◆ Provided text
The grand era of the Greenland Gatekeepers drew to a close in the 1990s having bequeathed the Holocene Hockey Stick and Abrupt Climate Change to posterity.
The wider community of Settled Scientists inherited these two key concepts and, more specifically, glaciology inherited the harmonised north-south chronologies [from 1972 and 1984].
The Greenland Gatekeepers would prove to be a hard act to follow and the Settled Scientists faced significant challenges attempting to harmonise the GRIP, GISP-2 and NGRIP ice cores as they emerged from the Greenland Ice Sheet.
Firstly, the Settled Scientists would have to learn how to reconcile a disparate collection of five ice core chronologies from very different domains in the Greenland Ice Sheet.
Secondly, the Settled Scientists would have to learn how to shoehorn this disparate collection of five ice core storylines into the topography of Greenland.
The 3,029 metre GRIP ice core landed in the laps of the Settled Scientists in 1992 just as Willi Dansgaard was retiring.
Within the framework of the joint European Greenland Ice Core Project (GRIP) a 3029 m long ice core was drilled in Central Greenland from 1989 to 1992 at 72o 35′ N, 37o 38′ W.
In 1990 ISTUK started on July 1, and six weeks later it had drilled 710 m.
In 1991 we reached 40,000 years old ice at a depth of 2320 m, and July 12, 1992, the drilling was brought to a full stop, when the cutters hit gravel and pebbles at bedrock 3029 m below surface – world record in ice core drilling.
Maybe I should have stopped telling the story at my retirement in 1992 and let my successors tell about the continuation, because they should be given full credit for the further accomplishments and therefore first right to tell about them.
Frozen Annals Greenland Ice Cap Research – 2005 – Willi Dansgaard
The last hurrah for Greenland Gatekeepers appeared in 1997 when they published a GRIP chronology based upon “a Dansgaard-Johnsen (1969) type flow model”.
GRIP Depth Age Scale from Flow Modeling
Johnsen, S.J., H.B. Clausen, W. Dansgaard, N.S. Gundestrup, C.U. Hammer, U. Andersen, K.K. Andersen, C.S. Hvidberg, D. Dahl-Jensen, J.P. Steffensen, H. Shoji, A.E. Sveinbjörnsdóttir, J.W.C. White, J. Jouzel, and D. Fisher.
The d18O record along the Greenland Ice Core Project deep ice core and the problem of possible Eemian climatic instability.
Journal of Geophysical Research 102:26397-26410.
This file contains the GRIP timescale ss09.
This is one of several published depth age scales for the GRIP core.
It is based on a Dansgaard-Johnsen (1969) type flow model, with a 1500 m lower shear layer, 13.5% bottom sliding and accumulation rates which are a function of the d18O values: 23.0 cm of ice at -35.2 per mil with 8% and 18% change per per mil at -35.2 per mil and -40 per mil, respectively.
The d18O values are given in the file gripd18O.dat.

◆ Data shown
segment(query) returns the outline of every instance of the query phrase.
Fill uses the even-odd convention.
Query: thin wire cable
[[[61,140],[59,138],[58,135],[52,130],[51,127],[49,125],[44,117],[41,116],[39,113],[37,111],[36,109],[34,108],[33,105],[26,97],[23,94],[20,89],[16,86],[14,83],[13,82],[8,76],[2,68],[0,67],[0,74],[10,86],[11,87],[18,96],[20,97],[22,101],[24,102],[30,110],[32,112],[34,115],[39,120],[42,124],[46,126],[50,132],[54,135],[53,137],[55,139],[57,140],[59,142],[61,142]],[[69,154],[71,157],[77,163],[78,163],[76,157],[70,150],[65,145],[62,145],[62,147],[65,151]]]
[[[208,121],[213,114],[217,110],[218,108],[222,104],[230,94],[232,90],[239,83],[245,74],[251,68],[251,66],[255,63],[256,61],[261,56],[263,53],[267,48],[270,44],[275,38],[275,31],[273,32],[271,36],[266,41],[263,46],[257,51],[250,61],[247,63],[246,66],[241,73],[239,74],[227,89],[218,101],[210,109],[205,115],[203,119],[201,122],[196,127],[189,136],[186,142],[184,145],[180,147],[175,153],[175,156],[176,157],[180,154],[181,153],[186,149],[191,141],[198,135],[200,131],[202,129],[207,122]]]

◆ Exercise set
A – Summarize the Greenland ice core text in two sentences.
B – Write the next part of the Greenland ice core text, picking up after its final sentence.

◆ Responses per task
A – The era of the Greenland Gatekeepers ended in the 1990s, handing the Holocene Hockey Stick and Abrupt Climate Change to the Settled Scientists. The Settled Scientists then faced the hard task of harmonizing the GRIP, GISP-2 and NGRIP ice cores, starting with the 3,029-meter GRIP core drilled in Central Greenland from 1989 to 1992, while the Gatekeepers' last contribution was a 1997 GRIP chronology based on a Dansgaard-Johnsen (1969) type flow model.

B –
See also the stratigraphic ages by Hammer et al. (1997), presented in the file gripstrat.dat.
The data for the GRIP chronology “based on a Dansgaard-Johnsen (1969) type flow model” is available on the NOAA website:
The 3,029 metre GRIP ice core was 1,641.6 metres longer than the 1,387.4 recovered by the Greenland Gatekeepers from Camp Century in 1966 and accordingly the Flow Model dully delivered a chronology that dated the ice at a depth of 2,983.2 metres as 248,763 years before 1950.
The associated δ18O profile for GRIP clearly identifies a transition from the present interglacial period [according to Settled Science] at about 1,600 metres.
This evidently presented the Greenland Gatekeepers with a significant challenge because their Flow Model needed to produce results that were compatible with the Holocene Hockey Stick which has the Holocene starting about 11,700 years ago.
The Holocene is a geological epoch which began at the end of the Pleistocene (at 11,700 calendar years BP) and continues to the present.
Understanding how the Flow Model was adapted to meet these twin constraints [of about 11,700 years at about 1,600 metres] can be achieved by calculating the millimetres of ice core per year from the incremental samples contained within the Flow Model dataset.
The millimetres of ice core per year plot indicates the chronology contains a cascade of duplicate millimetres of ice core per year values that form clear, regularly spaced vertical lines when plotted.
These crude artefacts, for example, could be reproduced in a spreadsheet by repeatedly cutting and pasting blocks of incremental values until a desired running total was achieved.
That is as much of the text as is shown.